* _CHALLENGES_:
**1)** In the commentary on Psalm 110:1, whom did Shem the Senior question in the Ein Yaakov passage?
**2)** Print the part of the commentary on Psalm 110:1 starting at "Ein Yaakov says" and ending at "Torah Ohr 105.".
**3)** Rewrite the paragraph of the commentary on Psalm 110:1 that begins "Ein Yaakov says that when" as a short bulleted list that keeps its main facts.

* _EXTRACT_:
The rabbis speak of Tehillim / Psalms 110:1 The Lord says to my Lord: ‘Sit at My right hand Until I make Your enemies a footstool for Your feet.’ (NASB) in the following way:

Rashi on Tehillim  Psalms 110:1
נאם ה’ לאדני . רבותינו דרשוהו באברהם אבינו ואני אפרשנו כדבריהם נאם ה’ לאברהם שקראוהו העולם אדוני שמעני אדוני ( בראשית כ”ג ) : שב לימיני . התעכב לתשועתי והתחולל לה’ אין ישיבה אלא עכבה וכן הוא אומר ותשבו בקדש ( דברים א ) לימיני . לתשועת ימיני : עד אשית אויביך . אמרפל וחביריו :

Rashi speaks of the YHVH saying to my Lord (נאם ה’ לאדני) as referring to לתשועת ימיני “for the salvation of the right hand,” making reference to the power and position of the right hand in relation to the psalm א   לְדָוִד מִזְמוֹר נְאֻם יְהֹוָה | לַאדֹנִי שֵׁב לִימִינִי עַד-אָשִׁית אֹיְבֶיךָ הֲדֹם לְרַגְלֶיךָ:  110:1 The Lord says to my Lord: ‘Sit at My right hand Until I make Your enemies a footstool for Your feet.’ (NASB)  Rashi makes the connection to the right hand of the Lord and the power of God to save.

Ein Yaakov (Glick Edition), Sanhedrin 11:119
R. Chana b. Levi said : “Shem the Senior questioned Eliezer, the servant of Abraham: ‘When the kings of the West and East came to fight you, what have you done?’ And he answered: ‘The Holy One, praised be He! took Abraham, sat him down to His right, and we, however, took earth, threw it, and it became swords; straw and they became arrows; as it is said (Ps. 110:1) Sit thou at My right hand, until I make thine enemies thy footstool, and it is written (Isa. 41:2) Who hath raised up one from the east, at whose steps victory attendeth? He giveth nations before him, and maketh him rule over kings; his sword maketh them as the dust, his bow as driven stubble’.”

Ein Yaakov says that when the kings of the East and West come to fight, Abraham sat to the right of the Lord, and the Lord won the battle.  The Lord put down Abraham’s enemies, and the Lord working is connected to the power and position of the right hand.  Note how the Rabbis say this victory of the Lord, the deliverance of Israel in the land, that this land has a spiritual equivalent according to Shney Luchot HaVrit, Lech Lecha, Torah Ohr 105.

Rows from a dataset:

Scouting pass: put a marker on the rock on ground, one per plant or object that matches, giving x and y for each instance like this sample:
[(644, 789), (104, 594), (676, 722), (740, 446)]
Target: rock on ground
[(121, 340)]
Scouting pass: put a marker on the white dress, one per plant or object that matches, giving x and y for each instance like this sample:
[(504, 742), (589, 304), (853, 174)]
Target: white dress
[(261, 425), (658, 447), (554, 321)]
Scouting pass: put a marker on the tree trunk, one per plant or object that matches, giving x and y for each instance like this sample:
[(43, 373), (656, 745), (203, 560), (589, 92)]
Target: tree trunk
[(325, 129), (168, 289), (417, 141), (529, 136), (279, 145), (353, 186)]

--

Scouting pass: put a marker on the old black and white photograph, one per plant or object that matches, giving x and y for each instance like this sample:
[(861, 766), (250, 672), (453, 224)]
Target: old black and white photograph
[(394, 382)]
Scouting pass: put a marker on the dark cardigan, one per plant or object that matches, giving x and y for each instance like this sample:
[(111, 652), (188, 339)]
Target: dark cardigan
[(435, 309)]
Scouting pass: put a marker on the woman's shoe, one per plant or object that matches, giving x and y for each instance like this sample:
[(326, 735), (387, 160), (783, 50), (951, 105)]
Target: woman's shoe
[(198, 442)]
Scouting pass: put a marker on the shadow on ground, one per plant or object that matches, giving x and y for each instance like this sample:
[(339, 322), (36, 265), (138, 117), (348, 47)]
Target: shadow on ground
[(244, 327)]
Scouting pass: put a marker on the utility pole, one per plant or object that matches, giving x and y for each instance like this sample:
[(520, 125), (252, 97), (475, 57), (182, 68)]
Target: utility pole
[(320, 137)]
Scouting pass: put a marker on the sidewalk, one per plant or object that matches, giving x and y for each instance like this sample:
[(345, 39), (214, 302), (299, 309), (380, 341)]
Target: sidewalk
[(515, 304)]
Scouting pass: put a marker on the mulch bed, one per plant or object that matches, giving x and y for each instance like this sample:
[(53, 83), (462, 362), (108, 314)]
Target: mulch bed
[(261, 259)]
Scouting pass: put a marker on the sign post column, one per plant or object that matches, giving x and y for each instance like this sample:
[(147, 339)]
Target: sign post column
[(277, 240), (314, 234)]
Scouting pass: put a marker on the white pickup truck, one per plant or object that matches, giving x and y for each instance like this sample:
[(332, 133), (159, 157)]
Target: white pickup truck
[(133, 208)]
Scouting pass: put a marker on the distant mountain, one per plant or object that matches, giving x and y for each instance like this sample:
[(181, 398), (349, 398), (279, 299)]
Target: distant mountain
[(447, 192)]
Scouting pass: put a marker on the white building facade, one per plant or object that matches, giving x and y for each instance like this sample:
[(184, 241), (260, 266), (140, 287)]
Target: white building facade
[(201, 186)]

* _PER-TASK ANSWERS_:
**1)** Eliezer, the servant of Abraham.

**2)**
Ein Yaakov says that when the kings of the East and West come to fight, Abraham sat to the right of the Lord, and the Lord won the battle.  The Lord put down Abraham’s enemies, and the Lord working is connected to the power and position of the right hand.  Note how the Rabbis say this victory of the Lord, the deliverance of Israel in the land, that this land has a spiritual equivalent according to Shney Luchot HaVrit, Lech Lecha, Torah Ohr 105.

**3)**
- When the kings of the East and West came to fight, Abraham sat at the Lord's right hand.
- The Lord won the battle and put down Abraham's enemies.
- The Lord's working is connected to the power and position of the right hand.
- The Rabbis speak of this victory as the deliverance of Israel in the land.
- According to Shney Luchot HaVrit, Lech Lecha, Torah Ohr 105, this land has a spiritual equivalent.